#### Exercise goal
Return only the lines below starting at the line containing "the fish pectoral fin" and ending at the line containing "the fishing line", both included, exactly as they are and with no pictures.

--- Data ---

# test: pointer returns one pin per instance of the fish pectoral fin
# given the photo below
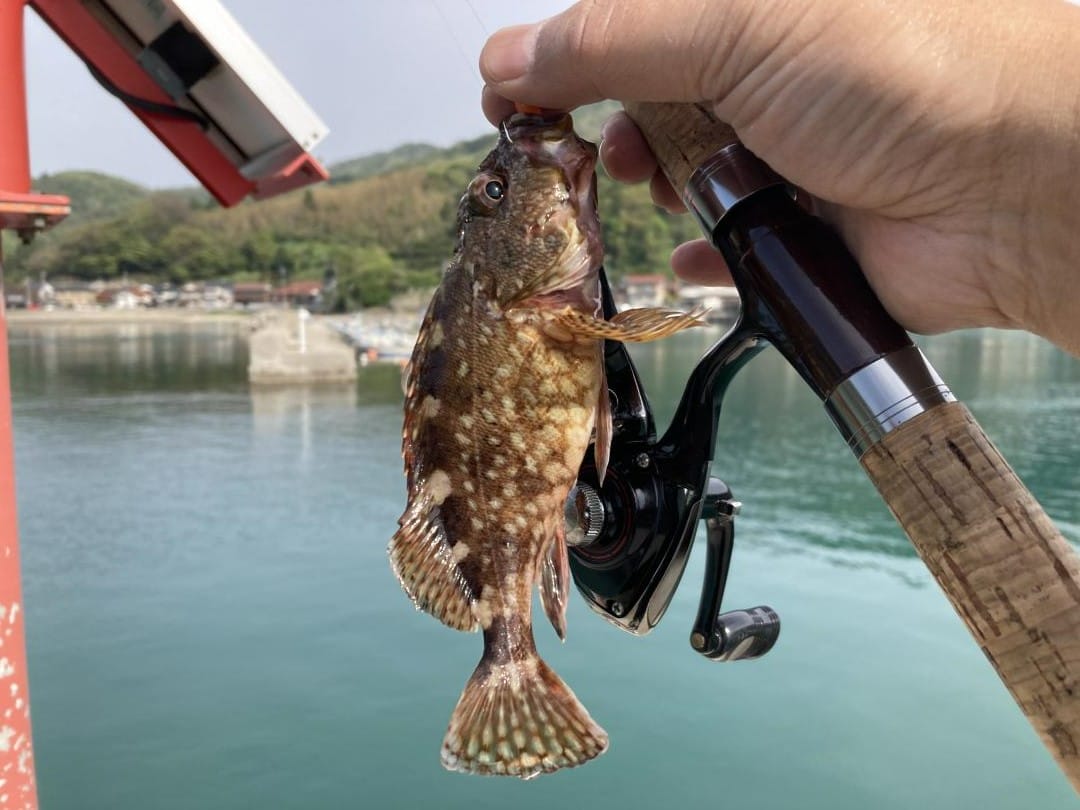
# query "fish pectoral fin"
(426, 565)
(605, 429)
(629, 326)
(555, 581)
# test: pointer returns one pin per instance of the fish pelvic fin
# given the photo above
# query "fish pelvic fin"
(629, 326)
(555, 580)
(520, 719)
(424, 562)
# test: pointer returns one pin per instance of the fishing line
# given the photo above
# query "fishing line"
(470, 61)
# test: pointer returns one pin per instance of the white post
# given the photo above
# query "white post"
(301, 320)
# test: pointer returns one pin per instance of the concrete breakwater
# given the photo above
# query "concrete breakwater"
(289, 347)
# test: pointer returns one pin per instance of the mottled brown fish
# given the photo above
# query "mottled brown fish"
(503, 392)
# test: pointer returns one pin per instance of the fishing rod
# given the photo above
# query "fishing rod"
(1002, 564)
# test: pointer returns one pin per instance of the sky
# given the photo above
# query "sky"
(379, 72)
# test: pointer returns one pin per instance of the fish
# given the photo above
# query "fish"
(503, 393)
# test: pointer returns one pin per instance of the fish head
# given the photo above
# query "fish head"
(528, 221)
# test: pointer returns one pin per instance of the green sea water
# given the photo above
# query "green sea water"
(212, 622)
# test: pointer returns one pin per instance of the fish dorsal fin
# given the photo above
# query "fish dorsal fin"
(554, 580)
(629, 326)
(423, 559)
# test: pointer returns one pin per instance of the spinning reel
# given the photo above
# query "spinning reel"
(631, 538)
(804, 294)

---
--- Data ---

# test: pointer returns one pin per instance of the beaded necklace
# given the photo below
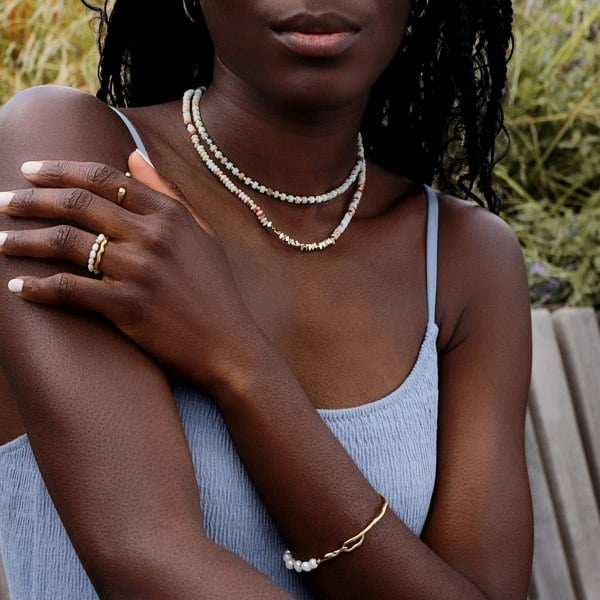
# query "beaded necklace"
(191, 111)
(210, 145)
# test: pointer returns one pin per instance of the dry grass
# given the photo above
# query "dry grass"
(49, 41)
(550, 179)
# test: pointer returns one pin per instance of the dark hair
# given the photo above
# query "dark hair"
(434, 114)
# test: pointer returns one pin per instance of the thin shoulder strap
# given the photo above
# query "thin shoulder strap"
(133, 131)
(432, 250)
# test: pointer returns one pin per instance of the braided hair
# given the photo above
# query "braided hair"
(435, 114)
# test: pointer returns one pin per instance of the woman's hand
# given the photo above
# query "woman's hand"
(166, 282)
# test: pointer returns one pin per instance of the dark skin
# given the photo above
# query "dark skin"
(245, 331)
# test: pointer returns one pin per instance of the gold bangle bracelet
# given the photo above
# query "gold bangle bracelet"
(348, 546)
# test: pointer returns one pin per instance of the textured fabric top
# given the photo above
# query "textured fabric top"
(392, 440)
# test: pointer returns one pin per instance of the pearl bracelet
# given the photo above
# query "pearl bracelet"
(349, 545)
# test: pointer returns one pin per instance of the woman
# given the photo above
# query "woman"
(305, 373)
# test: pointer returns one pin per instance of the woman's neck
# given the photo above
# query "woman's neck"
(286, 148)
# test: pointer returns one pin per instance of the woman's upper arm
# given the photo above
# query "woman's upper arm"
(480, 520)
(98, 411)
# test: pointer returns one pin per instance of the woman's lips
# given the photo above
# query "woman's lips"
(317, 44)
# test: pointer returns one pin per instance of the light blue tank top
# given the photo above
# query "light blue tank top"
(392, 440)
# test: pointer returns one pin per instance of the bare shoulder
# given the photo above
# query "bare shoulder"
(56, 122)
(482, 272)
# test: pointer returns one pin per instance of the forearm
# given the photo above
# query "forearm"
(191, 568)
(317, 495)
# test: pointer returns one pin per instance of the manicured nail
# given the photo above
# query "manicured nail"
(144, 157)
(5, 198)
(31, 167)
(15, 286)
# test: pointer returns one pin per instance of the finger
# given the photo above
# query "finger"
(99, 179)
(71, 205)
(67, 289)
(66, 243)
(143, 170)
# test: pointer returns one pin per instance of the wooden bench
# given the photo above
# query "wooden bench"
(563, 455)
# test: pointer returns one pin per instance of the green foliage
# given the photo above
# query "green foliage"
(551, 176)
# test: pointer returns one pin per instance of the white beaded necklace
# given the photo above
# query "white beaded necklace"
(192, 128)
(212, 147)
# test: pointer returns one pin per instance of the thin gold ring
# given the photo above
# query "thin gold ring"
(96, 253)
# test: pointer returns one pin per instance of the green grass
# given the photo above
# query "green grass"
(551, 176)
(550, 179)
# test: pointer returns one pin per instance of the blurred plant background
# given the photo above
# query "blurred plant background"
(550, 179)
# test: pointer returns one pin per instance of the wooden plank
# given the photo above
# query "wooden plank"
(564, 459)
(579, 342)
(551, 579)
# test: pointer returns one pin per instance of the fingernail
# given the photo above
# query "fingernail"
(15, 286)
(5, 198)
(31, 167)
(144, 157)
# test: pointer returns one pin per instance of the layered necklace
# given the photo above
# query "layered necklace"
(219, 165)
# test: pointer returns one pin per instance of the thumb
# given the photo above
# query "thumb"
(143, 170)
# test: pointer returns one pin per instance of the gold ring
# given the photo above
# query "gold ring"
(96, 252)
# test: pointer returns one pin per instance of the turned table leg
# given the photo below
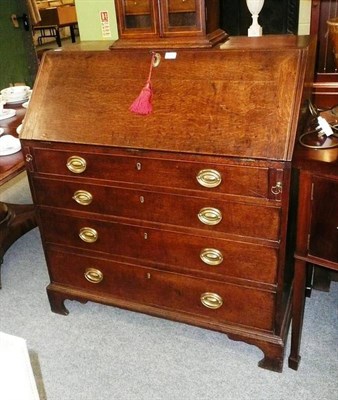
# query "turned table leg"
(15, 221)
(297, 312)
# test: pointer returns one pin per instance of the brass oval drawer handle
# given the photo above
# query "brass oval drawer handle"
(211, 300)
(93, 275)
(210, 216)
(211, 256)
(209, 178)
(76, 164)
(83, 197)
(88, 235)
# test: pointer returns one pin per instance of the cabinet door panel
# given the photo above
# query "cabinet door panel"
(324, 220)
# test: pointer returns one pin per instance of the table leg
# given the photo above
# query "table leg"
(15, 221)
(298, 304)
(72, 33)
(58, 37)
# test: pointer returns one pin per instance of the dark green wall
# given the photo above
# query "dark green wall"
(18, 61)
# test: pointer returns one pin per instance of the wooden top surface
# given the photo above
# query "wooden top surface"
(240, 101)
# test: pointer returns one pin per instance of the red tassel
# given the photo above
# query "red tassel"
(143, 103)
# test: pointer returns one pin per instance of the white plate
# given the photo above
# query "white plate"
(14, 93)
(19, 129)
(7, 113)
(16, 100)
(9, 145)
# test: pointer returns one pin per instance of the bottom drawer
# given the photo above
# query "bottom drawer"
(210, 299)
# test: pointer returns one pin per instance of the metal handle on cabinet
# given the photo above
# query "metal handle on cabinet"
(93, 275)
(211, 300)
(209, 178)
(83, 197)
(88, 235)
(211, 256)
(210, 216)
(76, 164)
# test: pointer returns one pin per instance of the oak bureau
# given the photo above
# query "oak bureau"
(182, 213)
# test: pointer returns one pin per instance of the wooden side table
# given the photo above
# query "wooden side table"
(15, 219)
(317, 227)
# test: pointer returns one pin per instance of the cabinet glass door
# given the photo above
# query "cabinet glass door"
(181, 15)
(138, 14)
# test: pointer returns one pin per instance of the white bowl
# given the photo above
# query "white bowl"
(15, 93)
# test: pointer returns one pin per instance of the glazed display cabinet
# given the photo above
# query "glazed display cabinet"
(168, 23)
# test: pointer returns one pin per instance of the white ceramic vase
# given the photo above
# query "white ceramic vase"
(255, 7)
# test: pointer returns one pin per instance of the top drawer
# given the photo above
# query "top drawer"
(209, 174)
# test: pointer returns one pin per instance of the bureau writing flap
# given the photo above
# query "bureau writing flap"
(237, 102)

---
--- Data ---

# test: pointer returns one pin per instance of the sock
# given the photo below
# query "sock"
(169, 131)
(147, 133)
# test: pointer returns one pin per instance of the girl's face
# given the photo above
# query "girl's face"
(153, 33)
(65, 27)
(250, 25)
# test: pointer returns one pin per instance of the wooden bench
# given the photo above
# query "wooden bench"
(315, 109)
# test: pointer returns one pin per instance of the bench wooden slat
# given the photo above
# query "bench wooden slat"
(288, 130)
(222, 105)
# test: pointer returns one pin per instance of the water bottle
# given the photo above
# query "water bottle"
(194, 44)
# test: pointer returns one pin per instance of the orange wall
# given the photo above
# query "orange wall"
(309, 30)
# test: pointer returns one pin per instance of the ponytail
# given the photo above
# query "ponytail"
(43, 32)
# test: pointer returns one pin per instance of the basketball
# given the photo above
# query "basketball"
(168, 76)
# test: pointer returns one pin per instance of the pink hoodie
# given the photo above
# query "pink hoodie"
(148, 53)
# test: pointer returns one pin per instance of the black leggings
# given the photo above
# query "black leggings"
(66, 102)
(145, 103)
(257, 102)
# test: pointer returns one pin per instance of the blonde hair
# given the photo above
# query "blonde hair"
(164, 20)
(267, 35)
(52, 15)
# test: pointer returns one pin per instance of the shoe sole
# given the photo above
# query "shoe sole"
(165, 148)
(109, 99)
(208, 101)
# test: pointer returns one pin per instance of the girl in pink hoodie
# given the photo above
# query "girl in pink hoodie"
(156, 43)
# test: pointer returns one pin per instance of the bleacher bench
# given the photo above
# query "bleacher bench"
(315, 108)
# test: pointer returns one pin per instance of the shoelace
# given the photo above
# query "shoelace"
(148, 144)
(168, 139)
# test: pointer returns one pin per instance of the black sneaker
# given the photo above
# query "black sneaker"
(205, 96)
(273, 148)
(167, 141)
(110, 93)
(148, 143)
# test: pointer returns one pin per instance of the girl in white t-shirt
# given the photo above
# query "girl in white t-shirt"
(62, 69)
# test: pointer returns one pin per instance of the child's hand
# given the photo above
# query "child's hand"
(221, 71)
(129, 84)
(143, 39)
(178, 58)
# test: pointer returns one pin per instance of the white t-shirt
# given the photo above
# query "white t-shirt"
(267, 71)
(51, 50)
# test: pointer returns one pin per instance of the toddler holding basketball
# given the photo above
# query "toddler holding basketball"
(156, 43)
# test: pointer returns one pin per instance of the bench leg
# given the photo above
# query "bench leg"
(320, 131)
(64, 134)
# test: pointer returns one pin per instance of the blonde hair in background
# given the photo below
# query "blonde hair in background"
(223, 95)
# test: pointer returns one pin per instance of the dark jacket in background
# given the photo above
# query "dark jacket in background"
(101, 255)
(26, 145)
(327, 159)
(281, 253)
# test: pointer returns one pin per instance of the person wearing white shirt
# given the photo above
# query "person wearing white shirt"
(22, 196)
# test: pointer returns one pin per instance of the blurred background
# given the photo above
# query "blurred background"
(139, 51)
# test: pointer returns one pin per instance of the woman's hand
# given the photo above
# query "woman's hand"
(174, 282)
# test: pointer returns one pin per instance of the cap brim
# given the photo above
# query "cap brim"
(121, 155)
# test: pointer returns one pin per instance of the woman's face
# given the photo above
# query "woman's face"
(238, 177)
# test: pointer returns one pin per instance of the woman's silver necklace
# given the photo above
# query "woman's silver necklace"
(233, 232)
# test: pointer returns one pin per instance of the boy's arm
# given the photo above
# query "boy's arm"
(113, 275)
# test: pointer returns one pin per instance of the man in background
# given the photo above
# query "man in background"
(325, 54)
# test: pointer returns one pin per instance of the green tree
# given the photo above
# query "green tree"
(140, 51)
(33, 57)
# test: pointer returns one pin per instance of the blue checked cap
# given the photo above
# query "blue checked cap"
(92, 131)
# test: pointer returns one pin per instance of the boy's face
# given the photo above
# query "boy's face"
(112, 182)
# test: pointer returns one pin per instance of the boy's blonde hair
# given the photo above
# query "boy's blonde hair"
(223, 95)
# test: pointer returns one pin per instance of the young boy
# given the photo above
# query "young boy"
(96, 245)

---

#### Task solution
# test: pointer returns one pin per instance of the fish pectoral fin
# given the photo below
# query "fish pectoral fin"
(426, 565)
(605, 429)
(629, 326)
(555, 581)
# test: pointer returns one pin per instance of the fish pelvic fin
# given the photo above
# query "fish pelvic fin"
(629, 326)
(555, 580)
(520, 719)
(424, 562)
# test: pointer returns one pin per instance of the fishing line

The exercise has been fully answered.